#### Task to complete
Set down every line below, word for word.

#### Records from a dataset
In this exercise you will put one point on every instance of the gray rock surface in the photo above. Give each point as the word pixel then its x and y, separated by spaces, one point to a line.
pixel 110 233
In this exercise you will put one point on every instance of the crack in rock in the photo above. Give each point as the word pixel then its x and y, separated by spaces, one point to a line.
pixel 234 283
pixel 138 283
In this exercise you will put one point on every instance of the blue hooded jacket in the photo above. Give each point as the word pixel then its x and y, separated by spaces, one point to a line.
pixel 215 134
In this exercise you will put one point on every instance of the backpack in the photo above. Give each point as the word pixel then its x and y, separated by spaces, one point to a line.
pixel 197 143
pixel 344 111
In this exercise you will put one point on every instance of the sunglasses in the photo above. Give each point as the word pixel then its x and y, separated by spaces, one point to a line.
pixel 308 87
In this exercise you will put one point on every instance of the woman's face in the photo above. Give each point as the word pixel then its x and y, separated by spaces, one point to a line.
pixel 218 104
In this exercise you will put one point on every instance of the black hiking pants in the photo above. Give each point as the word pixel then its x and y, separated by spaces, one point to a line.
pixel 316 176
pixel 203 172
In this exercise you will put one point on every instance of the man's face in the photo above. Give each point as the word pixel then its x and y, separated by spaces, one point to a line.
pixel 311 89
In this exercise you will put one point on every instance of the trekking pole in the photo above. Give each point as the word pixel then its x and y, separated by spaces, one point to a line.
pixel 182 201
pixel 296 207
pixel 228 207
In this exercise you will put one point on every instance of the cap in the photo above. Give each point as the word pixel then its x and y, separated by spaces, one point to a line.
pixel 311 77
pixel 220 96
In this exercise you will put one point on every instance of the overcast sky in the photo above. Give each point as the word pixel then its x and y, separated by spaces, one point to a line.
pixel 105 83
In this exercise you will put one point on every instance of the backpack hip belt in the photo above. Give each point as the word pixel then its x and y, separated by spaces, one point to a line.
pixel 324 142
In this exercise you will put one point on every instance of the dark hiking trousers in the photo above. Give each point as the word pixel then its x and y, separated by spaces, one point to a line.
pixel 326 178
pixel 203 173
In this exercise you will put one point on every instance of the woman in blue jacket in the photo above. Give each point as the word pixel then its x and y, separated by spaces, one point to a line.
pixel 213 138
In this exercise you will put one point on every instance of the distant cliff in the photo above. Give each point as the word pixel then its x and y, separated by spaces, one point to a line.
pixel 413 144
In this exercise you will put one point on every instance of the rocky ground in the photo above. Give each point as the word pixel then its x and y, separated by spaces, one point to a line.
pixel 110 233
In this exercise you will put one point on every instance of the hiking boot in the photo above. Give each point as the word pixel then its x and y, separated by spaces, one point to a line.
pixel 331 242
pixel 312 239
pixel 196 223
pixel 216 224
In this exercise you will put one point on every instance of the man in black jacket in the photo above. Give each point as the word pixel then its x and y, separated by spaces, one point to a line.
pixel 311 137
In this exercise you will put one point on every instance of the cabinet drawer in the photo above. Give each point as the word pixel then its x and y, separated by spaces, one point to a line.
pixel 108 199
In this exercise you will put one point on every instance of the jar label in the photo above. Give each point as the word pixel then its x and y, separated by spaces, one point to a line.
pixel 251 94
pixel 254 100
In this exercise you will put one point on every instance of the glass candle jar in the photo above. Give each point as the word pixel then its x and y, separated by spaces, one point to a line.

#### Written solution
In this exercise you will put one point on every instance of the gray rock surface in the photo above. Give each point as the word pixel then its x and y, separated by spaces, one point to a line.
pixel 110 233
In this exercise you will put one point on every instance of the crack in rock in the photo above. Give each point as the word pixel then its x and y, separated by spaces, one point to a line.
pixel 234 283
pixel 138 283
In this exercise you will put one point on every instance of the blue hooded jacket in the photo above. Give each point as the word pixel then its x and y, separated by spaces, one point to a line.
pixel 215 134
In this exercise you will put one point on every instance of the backpack in the photo above. Give each point as the word pixel then its x and y, separated by spaces, one point to a line.
pixel 197 143
pixel 344 111
In this exercise you will put one point on every instance of the sunglasses in the photo above. Give each point as the word pixel then its x and y, separated by spaces, one point to a line.
pixel 308 87
In this exercise you will put one point on every instance of the woman's face in the photo above. Give each point as the word pixel then its x and y, separated by spaces, one point to a line.
pixel 218 104
In this exercise you will put one point on every instance of the black hiking pants in the photo above. Give each point as the word pixel then its x and y, separated by spaces, one point to a line.
pixel 316 176
pixel 203 172
In this exercise you will put one point on every instance of the man's face in the photo above. Give each point as the word pixel then its x and y, separated by spaces, one point to a line.
pixel 311 89
In this exercise you will put one point on every instance of the trekking pole in the photo above. Give each point as the word pixel then its x and y, separated by spaces, one point to a line.
pixel 182 201
pixel 296 207
pixel 228 207
In this exercise you will put one point on every instance of the cap in the photo above. Give each point as the word pixel then its x and y, separated by spaces, one point to a line.
pixel 311 77
pixel 220 96
In this exercise you will put one point on every instance of the overcast sky in the photo above. Give each point as the word pixel then its x and y, separated by spaces, one point to a line.
pixel 105 83
In this exercise you will put one point on every instance of the backpack hip belt in the photo above. Give each point as the word pixel then its x and y, separated by spaces, one point to a line.
pixel 324 142
In this exercise you will put one point on every instance of the dark hiking trousers in the photo above. Give each point as the word pixel then its x and y, separated by spaces, one point to a line.
pixel 326 178
pixel 203 173
In this exercise you will put one point on every instance of the woman in blue jacket in the photo above. Give each point as the word pixel then its x and y, separated by spaces, one point to a line.
pixel 213 138
In this exercise you will put one point on every instance of the distant cliff in the photo above. Give each point as the word pixel then its x and y, separated by spaces, one point to a line.
pixel 413 144
In this exercise you will put one point on every instance of the rocky ground in the photo above. Give each point as the word pixel then its x and y, separated by spaces, one point to a line.
pixel 110 233
In this exercise you will put one point on every instance of the hiking boot in the photo above. Give each point as the word pixel then its x and y, separated by spaces, one point to a line.
pixel 331 242
pixel 312 239
pixel 196 223
pixel 216 224
In this exercise you will put one point on every instance of the man in black jacket in the photo above. Give each point as the word pixel then its x and y, separated by spaces, one point to a line.
pixel 311 137
In this exercise you will put one point on every instance of the cabinet drawer in the photo above. Give each point as the word pixel then its x and y, separated by spaces, one point to a line.
pixel 108 199
In this exercise you will put one point on every instance of the jar label in the photo above. Give each point as the word pixel then its x and y, separated by spaces, one point to a line.
pixel 251 94
pixel 254 100
In this exercise you will put one point on every instance of the glass candle jar in the photo above. Give each point as the word pixel then its x and y, separated by spaces, one point to a line.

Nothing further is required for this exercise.